--- The data ---

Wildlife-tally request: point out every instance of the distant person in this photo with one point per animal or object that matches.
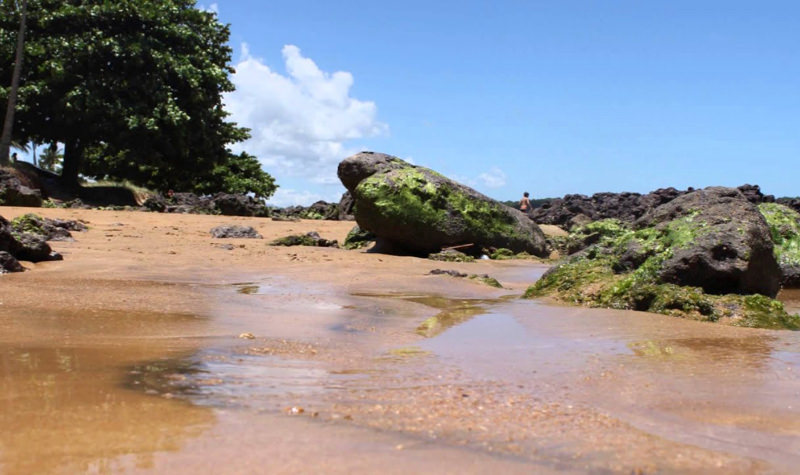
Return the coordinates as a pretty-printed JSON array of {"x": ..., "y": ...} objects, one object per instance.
[{"x": 525, "y": 203}]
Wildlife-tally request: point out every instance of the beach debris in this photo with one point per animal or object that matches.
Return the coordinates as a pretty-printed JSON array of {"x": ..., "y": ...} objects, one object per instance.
[
  {"x": 234, "y": 231},
  {"x": 309, "y": 239},
  {"x": 422, "y": 211},
  {"x": 484, "y": 278}
]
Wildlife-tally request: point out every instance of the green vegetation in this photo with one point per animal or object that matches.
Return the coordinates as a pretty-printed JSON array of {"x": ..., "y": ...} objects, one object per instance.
[
  {"x": 407, "y": 196},
  {"x": 28, "y": 223},
  {"x": 451, "y": 256},
  {"x": 620, "y": 271},
  {"x": 133, "y": 89},
  {"x": 784, "y": 226}
]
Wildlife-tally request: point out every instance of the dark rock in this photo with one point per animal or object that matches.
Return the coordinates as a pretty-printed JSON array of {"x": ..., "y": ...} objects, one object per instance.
[
  {"x": 9, "y": 264},
  {"x": 453, "y": 273},
  {"x": 48, "y": 229},
  {"x": 576, "y": 210},
  {"x": 346, "y": 205},
  {"x": 451, "y": 255},
  {"x": 156, "y": 203},
  {"x": 793, "y": 203},
  {"x": 728, "y": 247},
  {"x": 421, "y": 211},
  {"x": 14, "y": 193},
  {"x": 234, "y": 231},
  {"x": 107, "y": 196},
  {"x": 309, "y": 239}
]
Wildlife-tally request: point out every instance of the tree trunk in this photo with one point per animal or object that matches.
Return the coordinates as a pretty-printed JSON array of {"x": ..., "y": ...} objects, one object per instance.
[
  {"x": 8, "y": 123},
  {"x": 73, "y": 156}
]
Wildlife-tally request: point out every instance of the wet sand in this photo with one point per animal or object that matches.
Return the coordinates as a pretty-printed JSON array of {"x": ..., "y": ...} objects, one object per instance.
[{"x": 127, "y": 356}]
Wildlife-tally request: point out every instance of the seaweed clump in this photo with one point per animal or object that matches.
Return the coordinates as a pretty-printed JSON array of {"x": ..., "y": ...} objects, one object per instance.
[
  {"x": 620, "y": 269},
  {"x": 784, "y": 226}
]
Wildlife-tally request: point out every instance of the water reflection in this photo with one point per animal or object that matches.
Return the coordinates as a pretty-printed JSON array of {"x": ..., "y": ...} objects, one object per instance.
[{"x": 64, "y": 410}]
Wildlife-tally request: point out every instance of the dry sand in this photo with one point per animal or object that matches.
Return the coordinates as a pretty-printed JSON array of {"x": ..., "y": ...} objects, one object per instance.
[{"x": 153, "y": 347}]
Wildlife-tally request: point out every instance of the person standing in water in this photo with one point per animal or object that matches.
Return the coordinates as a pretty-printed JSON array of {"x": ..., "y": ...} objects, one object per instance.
[{"x": 525, "y": 203}]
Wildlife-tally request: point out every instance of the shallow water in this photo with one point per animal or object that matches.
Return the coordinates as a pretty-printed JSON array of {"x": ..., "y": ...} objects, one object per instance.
[{"x": 523, "y": 385}]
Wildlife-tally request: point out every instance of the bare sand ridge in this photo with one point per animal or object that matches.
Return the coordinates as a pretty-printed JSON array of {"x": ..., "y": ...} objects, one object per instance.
[{"x": 153, "y": 347}]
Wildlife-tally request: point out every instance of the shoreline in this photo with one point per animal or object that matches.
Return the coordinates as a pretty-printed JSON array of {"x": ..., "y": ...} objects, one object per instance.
[{"x": 140, "y": 306}]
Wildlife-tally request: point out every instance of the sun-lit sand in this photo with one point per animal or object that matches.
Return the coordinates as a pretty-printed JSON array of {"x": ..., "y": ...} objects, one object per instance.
[{"x": 153, "y": 346}]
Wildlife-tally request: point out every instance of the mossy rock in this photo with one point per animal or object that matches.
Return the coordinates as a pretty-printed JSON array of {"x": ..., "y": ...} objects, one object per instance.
[
  {"x": 422, "y": 211},
  {"x": 451, "y": 255},
  {"x": 624, "y": 270},
  {"x": 784, "y": 226}
]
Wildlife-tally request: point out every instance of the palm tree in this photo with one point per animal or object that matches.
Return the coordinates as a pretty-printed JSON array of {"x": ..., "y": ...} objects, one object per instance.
[
  {"x": 8, "y": 123},
  {"x": 51, "y": 158}
]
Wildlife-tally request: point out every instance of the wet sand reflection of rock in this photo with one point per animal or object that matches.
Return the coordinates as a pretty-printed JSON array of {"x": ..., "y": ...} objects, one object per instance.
[{"x": 64, "y": 410}]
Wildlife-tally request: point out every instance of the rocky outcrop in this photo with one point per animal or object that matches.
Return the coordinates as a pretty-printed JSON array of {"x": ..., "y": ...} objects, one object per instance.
[
  {"x": 346, "y": 205},
  {"x": 14, "y": 193},
  {"x": 48, "y": 229},
  {"x": 312, "y": 239},
  {"x": 22, "y": 246},
  {"x": 234, "y": 231},
  {"x": 727, "y": 247},
  {"x": 784, "y": 226},
  {"x": 707, "y": 255},
  {"x": 576, "y": 210},
  {"x": 420, "y": 211}
]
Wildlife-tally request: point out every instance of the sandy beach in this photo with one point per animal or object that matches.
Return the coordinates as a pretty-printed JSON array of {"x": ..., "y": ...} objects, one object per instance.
[{"x": 154, "y": 347}]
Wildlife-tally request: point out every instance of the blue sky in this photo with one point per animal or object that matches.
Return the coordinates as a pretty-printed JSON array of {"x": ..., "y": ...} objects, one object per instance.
[{"x": 550, "y": 97}]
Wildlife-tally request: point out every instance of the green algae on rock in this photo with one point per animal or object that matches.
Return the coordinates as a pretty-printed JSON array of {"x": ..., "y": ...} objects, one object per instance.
[
  {"x": 622, "y": 270},
  {"x": 420, "y": 210},
  {"x": 784, "y": 225}
]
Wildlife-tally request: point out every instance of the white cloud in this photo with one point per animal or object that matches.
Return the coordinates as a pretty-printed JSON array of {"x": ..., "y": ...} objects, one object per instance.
[
  {"x": 213, "y": 8},
  {"x": 494, "y": 178},
  {"x": 300, "y": 121}
]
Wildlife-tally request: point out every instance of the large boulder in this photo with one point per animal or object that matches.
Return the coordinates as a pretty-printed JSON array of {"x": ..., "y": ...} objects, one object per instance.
[
  {"x": 420, "y": 211},
  {"x": 722, "y": 243}
]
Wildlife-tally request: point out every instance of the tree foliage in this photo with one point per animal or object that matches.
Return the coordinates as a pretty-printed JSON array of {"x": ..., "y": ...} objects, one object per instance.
[{"x": 133, "y": 89}]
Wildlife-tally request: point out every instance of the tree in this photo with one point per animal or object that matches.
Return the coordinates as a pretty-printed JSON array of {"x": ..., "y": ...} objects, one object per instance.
[
  {"x": 133, "y": 89},
  {"x": 11, "y": 103},
  {"x": 51, "y": 158}
]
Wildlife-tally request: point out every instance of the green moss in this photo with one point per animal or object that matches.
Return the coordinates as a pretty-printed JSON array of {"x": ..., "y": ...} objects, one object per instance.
[
  {"x": 28, "y": 223},
  {"x": 784, "y": 226},
  {"x": 451, "y": 256},
  {"x": 764, "y": 312},
  {"x": 597, "y": 278},
  {"x": 408, "y": 196},
  {"x": 490, "y": 281}
]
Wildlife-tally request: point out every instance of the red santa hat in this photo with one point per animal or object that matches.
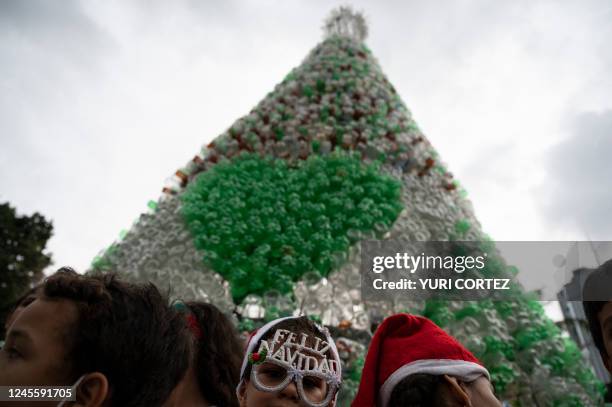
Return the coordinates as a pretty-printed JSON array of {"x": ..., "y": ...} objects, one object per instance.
[{"x": 404, "y": 345}]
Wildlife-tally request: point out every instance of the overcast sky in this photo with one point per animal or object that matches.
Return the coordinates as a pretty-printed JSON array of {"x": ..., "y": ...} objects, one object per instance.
[{"x": 101, "y": 101}]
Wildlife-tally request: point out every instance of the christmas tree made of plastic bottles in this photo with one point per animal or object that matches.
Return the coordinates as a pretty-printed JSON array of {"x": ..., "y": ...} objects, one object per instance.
[{"x": 266, "y": 221}]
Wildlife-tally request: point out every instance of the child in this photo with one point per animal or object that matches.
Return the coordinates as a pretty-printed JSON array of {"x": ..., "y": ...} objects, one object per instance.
[
  {"x": 214, "y": 370},
  {"x": 412, "y": 362},
  {"x": 290, "y": 361},
  {"x": 597, "y": 303},
  {"x": 117, "y": 344}
]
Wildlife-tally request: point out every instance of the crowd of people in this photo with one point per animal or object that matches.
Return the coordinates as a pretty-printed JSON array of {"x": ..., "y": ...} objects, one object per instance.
[{"x": 124, "y": 344}]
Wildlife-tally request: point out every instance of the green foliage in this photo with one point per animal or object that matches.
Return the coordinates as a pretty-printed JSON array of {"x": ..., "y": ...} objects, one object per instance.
[
  {"x": 262, "y": 222},
  {"x": 22, "y": 257}
]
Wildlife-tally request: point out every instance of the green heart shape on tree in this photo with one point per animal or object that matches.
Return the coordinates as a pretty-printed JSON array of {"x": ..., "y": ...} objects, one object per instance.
[{"x": 263, "y": 222}]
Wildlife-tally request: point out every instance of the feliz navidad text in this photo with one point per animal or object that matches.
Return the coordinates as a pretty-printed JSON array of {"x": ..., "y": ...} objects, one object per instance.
[{"x": 302, "y": 352}]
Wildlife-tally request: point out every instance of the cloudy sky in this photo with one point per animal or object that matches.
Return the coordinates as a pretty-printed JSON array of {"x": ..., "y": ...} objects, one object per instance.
[{"x": 101, "y": 101}]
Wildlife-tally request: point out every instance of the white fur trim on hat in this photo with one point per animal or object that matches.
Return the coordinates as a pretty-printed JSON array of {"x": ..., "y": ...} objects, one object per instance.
[{"x": 461, "y": 369}]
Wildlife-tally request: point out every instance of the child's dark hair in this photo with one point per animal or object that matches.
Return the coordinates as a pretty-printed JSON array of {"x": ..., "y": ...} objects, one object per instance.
[
  {"x": 418, "y": 390},
  {"x": 302, "y": 324},
  {"x": 597, "y": 287},
  {"x": 23, "y": 300},
  {"x": 128, "y": 332},
  {"x": 218, "y": 355}
]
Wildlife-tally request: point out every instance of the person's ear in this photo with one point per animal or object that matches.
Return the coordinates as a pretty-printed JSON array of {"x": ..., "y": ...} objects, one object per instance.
[
  {"x": 457, "y": 393},
  {"x": 92, "y": 391}
]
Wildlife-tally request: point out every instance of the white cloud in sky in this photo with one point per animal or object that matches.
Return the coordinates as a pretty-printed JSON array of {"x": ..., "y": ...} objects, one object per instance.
[{"x": 101, "y": 101}]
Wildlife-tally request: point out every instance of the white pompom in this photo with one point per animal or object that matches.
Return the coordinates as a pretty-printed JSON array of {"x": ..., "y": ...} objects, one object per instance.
[{"x": 346, "y": 22}]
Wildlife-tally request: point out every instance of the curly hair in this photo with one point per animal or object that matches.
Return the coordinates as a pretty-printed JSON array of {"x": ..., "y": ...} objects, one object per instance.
[
  {"x": 596, "y": 293},
  {"x": 128, "y": 332},
  {"x": 218, "y": 355},
  {"x": 418, "y": 390}
]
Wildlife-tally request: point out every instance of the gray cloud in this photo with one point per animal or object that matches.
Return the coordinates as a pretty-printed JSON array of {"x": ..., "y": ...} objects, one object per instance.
[
  {"x": 100, "y": 101},
  {"x": 579, "y": 187}
]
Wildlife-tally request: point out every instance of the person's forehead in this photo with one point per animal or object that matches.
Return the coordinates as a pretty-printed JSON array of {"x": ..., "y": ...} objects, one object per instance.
[{"x": 46, "y": 319}]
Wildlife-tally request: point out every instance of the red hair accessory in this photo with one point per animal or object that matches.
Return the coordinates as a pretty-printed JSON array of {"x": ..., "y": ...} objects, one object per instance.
[{"x": 192, "y": 321}]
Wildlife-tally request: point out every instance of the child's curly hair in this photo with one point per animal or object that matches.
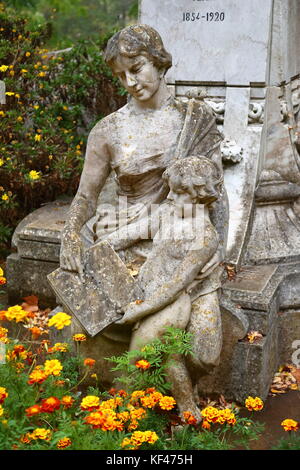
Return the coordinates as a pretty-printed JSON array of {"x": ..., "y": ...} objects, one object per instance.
[{"x": 197, "y": 175}]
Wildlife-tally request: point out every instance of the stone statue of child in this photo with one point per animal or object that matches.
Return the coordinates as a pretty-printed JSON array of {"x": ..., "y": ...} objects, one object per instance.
[{"x": 182, "y": 245}]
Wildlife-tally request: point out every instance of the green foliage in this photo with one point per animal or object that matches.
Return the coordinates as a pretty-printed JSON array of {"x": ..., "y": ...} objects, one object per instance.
[
  {"x": 70, "y": 20},
  {"x": 158, "y": 353},
  {"x": 52, "y": 102},
  {"x": 292, "y": 442}
]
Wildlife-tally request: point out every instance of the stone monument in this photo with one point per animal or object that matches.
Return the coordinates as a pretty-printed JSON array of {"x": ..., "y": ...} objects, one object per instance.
[{"x": 241, "y": 58}]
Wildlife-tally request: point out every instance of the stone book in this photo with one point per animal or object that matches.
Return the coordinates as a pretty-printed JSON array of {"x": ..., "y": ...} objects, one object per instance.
[{"x": 107, "y": 286}]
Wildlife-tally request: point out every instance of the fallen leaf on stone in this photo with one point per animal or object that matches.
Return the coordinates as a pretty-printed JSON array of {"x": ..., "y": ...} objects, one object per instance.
[{"x": 254, "y": 336}]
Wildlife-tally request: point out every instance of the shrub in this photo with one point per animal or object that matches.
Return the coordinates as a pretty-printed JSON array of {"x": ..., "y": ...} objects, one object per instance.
[{"x": 52, "y": 102}]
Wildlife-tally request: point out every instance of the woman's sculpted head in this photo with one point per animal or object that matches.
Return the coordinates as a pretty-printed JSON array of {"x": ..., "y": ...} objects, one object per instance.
[
  {"x": 135, "y": 40},
  {"x": 138, "y": 58}
]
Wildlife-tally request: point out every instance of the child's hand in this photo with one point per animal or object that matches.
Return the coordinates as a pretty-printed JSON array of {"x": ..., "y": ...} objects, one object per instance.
[{"x": 133, "y": 313}]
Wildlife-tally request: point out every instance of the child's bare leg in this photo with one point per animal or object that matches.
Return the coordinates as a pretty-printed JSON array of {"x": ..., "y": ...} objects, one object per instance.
[
  {"x": 177, "y": 315},
  {"x": 205, "y": 324}
]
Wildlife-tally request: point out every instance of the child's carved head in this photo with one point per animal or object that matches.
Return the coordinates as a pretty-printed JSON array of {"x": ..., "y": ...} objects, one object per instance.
[{"x": 196, "y": 177}]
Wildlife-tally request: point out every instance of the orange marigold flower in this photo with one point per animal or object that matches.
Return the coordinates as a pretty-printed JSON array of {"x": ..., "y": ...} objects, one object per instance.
[
  {"x": 142, "y": 364},
  {"x": 79, "y": 337},
  {"x": 3, "y": 315},
  {"x": 290, "y": 425},
  {"x": 16, "y": 313},
  {"x": 148, "y": 401},
  {"x": 36, "y": 332},
  {"x": 33, "y": 410},
  {"x": 50, "y": 404},
  {"x": 205, "y": 424},
  {"x": 26, "y": 438},
  {"x": 37, "y": 376},
  {"x": 137, "y": 394},
  {"x": 90, "y": 403},
  {"x": 53, "y": 367},
  {"x": 189, "y": 418},
  {"x": 167, "y": 403},
  {"x": 210, "y": 413},
  {"x": 89, "y": 362},
  {"x": 41, "y": 433},
  {"x": 67, "y": 401},
  {"x": 3, "y": 394},
  {"x": 254, "y": 404},
  {"x": 63, "y": 443},
  {"x": 60, "y": 383}
]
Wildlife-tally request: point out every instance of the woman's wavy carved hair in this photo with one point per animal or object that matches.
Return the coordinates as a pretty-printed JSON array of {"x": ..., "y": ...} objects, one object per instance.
[
  {"x": 135, "y": 40},
  {"x": 192, "y": 173}
]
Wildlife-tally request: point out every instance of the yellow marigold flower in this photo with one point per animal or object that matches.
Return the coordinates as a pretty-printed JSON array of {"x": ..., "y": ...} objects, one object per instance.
[
  {"x": 290, "y": 425},
  {"x": 90, "y": 402},
  {"x": 148, "y": 401},
  {"x": 210, "y": 413},
  {"x": 67, "y": 401},
  {"x": 37, "y": 376},
  {"x": 79, "y": 337},
  {"x": 60, "y": 320},
  {"x": 41, "y": 433},
  {"x": 16, "y": 313},
  {"x": 3, "y": 334},
  {"x": 34, "y": 175},
  {"x": 137, "y": 394},
  {"x": 64, "y": 442},
  {"x": 3, "y": 394},
  {"x": 254, "y": 404},
  {"x": 126, "y": 442},
  {"x": 89, "y": 362},
  {"x": 167, "y": 403},
  {"x": 59, "y": 347},
  {"x": 53, "y": 367},
  {"x": 142, "y": 364}
]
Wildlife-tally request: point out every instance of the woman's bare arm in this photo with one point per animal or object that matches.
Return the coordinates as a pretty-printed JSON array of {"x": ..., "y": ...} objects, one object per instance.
[{"x": 95, "y": 172}]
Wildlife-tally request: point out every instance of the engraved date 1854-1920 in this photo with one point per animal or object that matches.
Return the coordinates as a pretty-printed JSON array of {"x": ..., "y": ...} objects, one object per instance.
[{"x": 209, "y": 16}]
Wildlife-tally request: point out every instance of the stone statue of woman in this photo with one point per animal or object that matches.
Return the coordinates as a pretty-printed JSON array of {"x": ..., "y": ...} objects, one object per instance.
[{"x": 138, "y": 142}]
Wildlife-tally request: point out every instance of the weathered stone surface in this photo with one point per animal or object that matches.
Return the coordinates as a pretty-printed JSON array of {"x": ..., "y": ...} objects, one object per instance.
[
  {"x": 28, "y": 276},
  {"x": 96, "y": 298},
  {"x": 207, "y": 49}
]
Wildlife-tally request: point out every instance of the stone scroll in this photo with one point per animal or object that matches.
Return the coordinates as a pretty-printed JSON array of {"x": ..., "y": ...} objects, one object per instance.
[{"x": 96, "y": 300}]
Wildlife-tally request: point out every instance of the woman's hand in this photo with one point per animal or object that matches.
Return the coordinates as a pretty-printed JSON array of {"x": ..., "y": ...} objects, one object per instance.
[
  {"x": 133, "y": 313},
  {"x": 71, "y": 253}
]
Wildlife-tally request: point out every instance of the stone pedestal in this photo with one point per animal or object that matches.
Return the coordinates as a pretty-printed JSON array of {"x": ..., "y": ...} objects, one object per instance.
[{"x": 242, "y": 58}]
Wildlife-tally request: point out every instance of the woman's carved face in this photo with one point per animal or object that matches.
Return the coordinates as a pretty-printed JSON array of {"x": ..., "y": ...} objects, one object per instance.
[{"x": 138, "y": 76}]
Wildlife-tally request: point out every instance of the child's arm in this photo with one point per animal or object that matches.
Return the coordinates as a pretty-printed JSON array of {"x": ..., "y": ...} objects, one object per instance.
[
  {"x": 168, "y": 292},
  {"x": 127, "y": 235}
]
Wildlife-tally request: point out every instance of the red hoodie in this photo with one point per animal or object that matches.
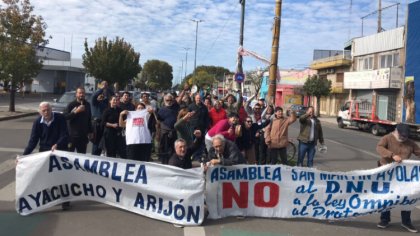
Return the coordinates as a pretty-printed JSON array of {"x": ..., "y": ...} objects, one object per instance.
[{"x": 216, "y": 116}]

---

-- Aim of the exercise --
Whenever a line of the data holds the string "dark", pick that line out.

-- The completed task --
Wildlife-tally request: point out every instance of the dark rock in this photo with one point per animal or object that matches.
Wildlife-tally request: point out every instance of the child's dark hair in this photo with one point per animal or object that matches.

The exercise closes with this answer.